Aufgabenstellung
**a)** Schreibe aus dem Artikel über den Ryanair-Streik alles von „Ryanair-Piloten halten Druck“ bis hinunter zu „droht neuer Ärger.“ ab und ersetze dabei „Flugbegleiter“ durch „Kabinenbesatzungen“.
**b)** Führe den Artikel über den Pilotenstreik bei Ryanair nach seinem letzten Satz weiter.
··· Textauszug ···
Ryanair-Piloten halten Druck aufrecht
Nach dem ganztägigen Streik belassen die Cockpit-Besatzungen die Billig-Airline und ihre Kunden vorerst im Ungewissen. Auch vonseiten der Flugbegleiter droht neuer Ärger.
DÜSSELDORF (dpa) Nach dem 24-Stunden-Streik bei Ryanair hat die deutsche Pilotengewerkschaft Vereinigung Cockpit (VC) den irischen Billigflieger zu ernsthaften Verhandlungen aufgefordert. „Wir erwarten von Ryanair einen Lösungsansatz und Kompromissbereitschaft“, sagte VC-Präsident Martin-Joachim Locher der „Passauer Neuen Presse“. Allerdings habe die Airline „mit der Aussage, dass es keine Personalkostenerhöhung geben darf, bereits jeglichen Ansatz für ordentliche Verhandlungen gestoppt“.
··· Gegebenes Material ···
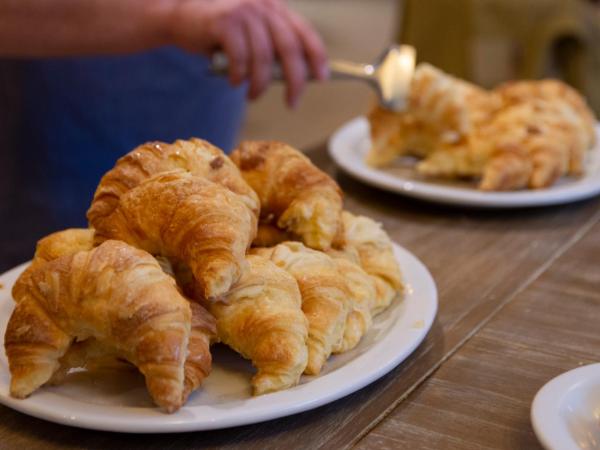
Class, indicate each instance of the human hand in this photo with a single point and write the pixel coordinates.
(253, 33)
···
Lösungen
**a)**
Ryanair-Piloten halten Druck aufrecht
Nach dem ganztägigen Streik belassen die Cockpit-Besatzungen die Billig-Airline und ihre Kunden vorerst im Ungewissen. Auch vonseiten der Kabinenbesatzungen droht neuer Ärger.

**b)**
Der in der Nacht zum Freitag gestartete Arbeitskampf sollte nicht verlängert werden, wie die Gewerkschaft mitteilte. Weitere Streiks schließt die VC aber nicht aus. Die Passagiere hätten verständnisvoll reagiert, sagte Locher. „Viele Bürger schreiben uns, dass es allerhöchste Zeit für diesen Streik gewesen sei und dass auch Ryanair endlich angemessene Arbeitsbedingungen schaffen müsse.“Die VC verlangt unter anderem höhere garantierte Gehälter.
Locher forderte gleiche Streikrechte in Europa. „Bislang sind die Unterschiede bei den Tarifvertragsrechten in den europäischen Ländern zu groß. Das muss dringend vereinheitlicht werden.“Kurzfristig sehe er aber keine Verbesserung.
Die 24-stündige, abgestimmte Aktion war der bisher größte Pilotenstreik in der Geschichte der größten Billig-Airline Europas. Mitten in der Urlaubszeit mussten die Iren am Freitag jeden sechsten Flug ihres europaweiten Tagesprogramms absagen; etwa 55.000 Passagiere waren betroffen. Auf Deutschland entfielen 250 von 400 gestrichenen Verbindungen. Auch in Schweden, Irland, Belgien und den Niederlanden hatten Piloten ihre Arbeit niedergelegt, um bessere Arbeitsbedingungen zu erstreiten. Das Unternehmen teilte mit, dass trotz der Streiks rund 85 Prozent des ursprünglichen Flugplans eingehalten werden sollte.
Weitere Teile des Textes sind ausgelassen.